#### [Written instruction 1]
Could you copy out the whole essay on temptation, "The Devil Isn’t Fair," word for word?

#### [Source document]
******************************

The Devil Isn’t Fair

One of the qualities St Benedict seems to have admired is fairness. The abbot is instructed to act fairly, not to make distinctions among the brethren; the monks themselves are not to allow previous rank in society or purely human considerations to affect how they behave towards one another. Then we come to the Mass readings for the first Sunday of Lent and realise, if we didn’t before, that the devil isn’t fair. If we’re fasting, he’ll tempt us with food, or at least whisper that it doesn’t really matter: God will provide what we need (which is true, but not in the way the devil suggests). If we’re giving alms, he’ll tempt us with the thought that if we give too much, we may not have enough for ourself — and look at all the things we could have if we didn’t give (all the kingdoms of this world, in fact). Finally, if we are trying to pray, the devil will tempt us with contemplation of how wonderful we ourselves are and the empty promises he makes to us, so that we end up worshiping self and the devil rather than God. Sound familiar? Then pity Eve, who did not have the experience of Jesus in the desert to guide her but faced the allurements of Satan alone and uncertain.

Most people, confronted with the narrative of Jesus’ temptations in the desert, tend to think they are so obviously wrong that no-one, least of all the Son of God, could fall for them. I am not so sure. The problem with temptation is that something in us finds it appealing. Take that first temptation. Jesus is in the desert, hungry, thirsty, worn out. He is no less a man because he is also God. There is no sin in him, but part of his humanity responds to the idea of bread or there could be no temptation. It is the same with us. It is precisely when we seem to be at our weakest that temptations crowd upon us. The devil knows how to play us. It may not be something as obvious as food that attracts us. It could be celebrity or fame or power over others. That is why the old monastic teachers lay great stress on knowing ourselves. They didn’t mean by that endless contemplation of ourselves, which can lead to narcissism, but something much more akin to what we call nowadays the process of discernment, discernment of thoughts. Seeing through our own justification for various acts, the ways in which we cloak our motivation, can be painful but is very necessary if we are to become truly free of the devil’s snares.

******************************

#### [Written instruction 2]
Can you rewrite the entries below, renaming "granite step" to "stone stair" everywhere it occurs and leaving everything else as it is?

******************************

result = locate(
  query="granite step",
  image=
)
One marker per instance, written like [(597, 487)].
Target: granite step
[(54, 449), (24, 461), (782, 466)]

******************************

#### [Written reply 1]
The Devil Isn’t Fair

One of the qualities St Benedict seems to have admired is fairness. The abbot is instructed to act fairly, not to make distinctions among the brethren; the monks themselves are not to allow previous rank in society or purely human considerations to affect how they behave towards one another. Then we come to the Mass readings for the first Sunday of Lent and realise, if we didn’t before, that the devil isn’t fair. If we’re fasting, he’ll tempt us with food, or at least whisper that it doesn’t really matter: God will provide what we need (which is true, but not in the way the devil suggests). If we’re giving alms, he’ll tempt us with the thought that if we give too much, we may not have enough for ourself — and look at all the things we could have if we didn’t give (all the kingdoms of this world, in fact). Finally, if we are trying to pray, the devil will tempt us with contemplation of how wonderful we ourselves are and the empty promises he makes to us, so that we end up worshiping self and the devil rather than God. Sound familiar? Then pity Eve, who did not have the experience of Jesus in the desert to guide her but faced the allurements of Satan alone and uncertain.

Most people, confronted with the narrative of Jesus’ temptations in the desert, tend to think they are so obviously wrong that no-one, least of all the Son of God, could fall for them. I am not so sure. The problem with temptation is that something in us finds it appealing. Take that first temptation. Jesus is in the desert, hungry, thirsty, worn out. He is no less a man because he is also God. There is no sin in him, but part of his humanity responds to the idea of bread or there could be no temptation. It is the same with us. It is precisely when we seem to be at our weakest that temptations crowd upon us. The devil knows how to play us. It may not be something as obvious as food that attracts us. It could be celebrity or fame or power over others. That is why the old monastic teachers lay great stress on knowing ourselves. They didn’t mean by that endless contemplation of ourselves, which can lead to narcissism, but something much more akin to what we call nowadays the process of discernment, discernment of thoughts. Seeing through our own justification for various acts, the ways in which we cloak our motivation, can be painful but is very necessary if we are to become truly free of the devil’s snares.

#### [Written reply 2]
result = locate(
  query="stone stair",
  image=
)
One marker per instance, written like [(597, 487)].
Target: stone stair
[(54, 449), (24, 461), (782, 466)]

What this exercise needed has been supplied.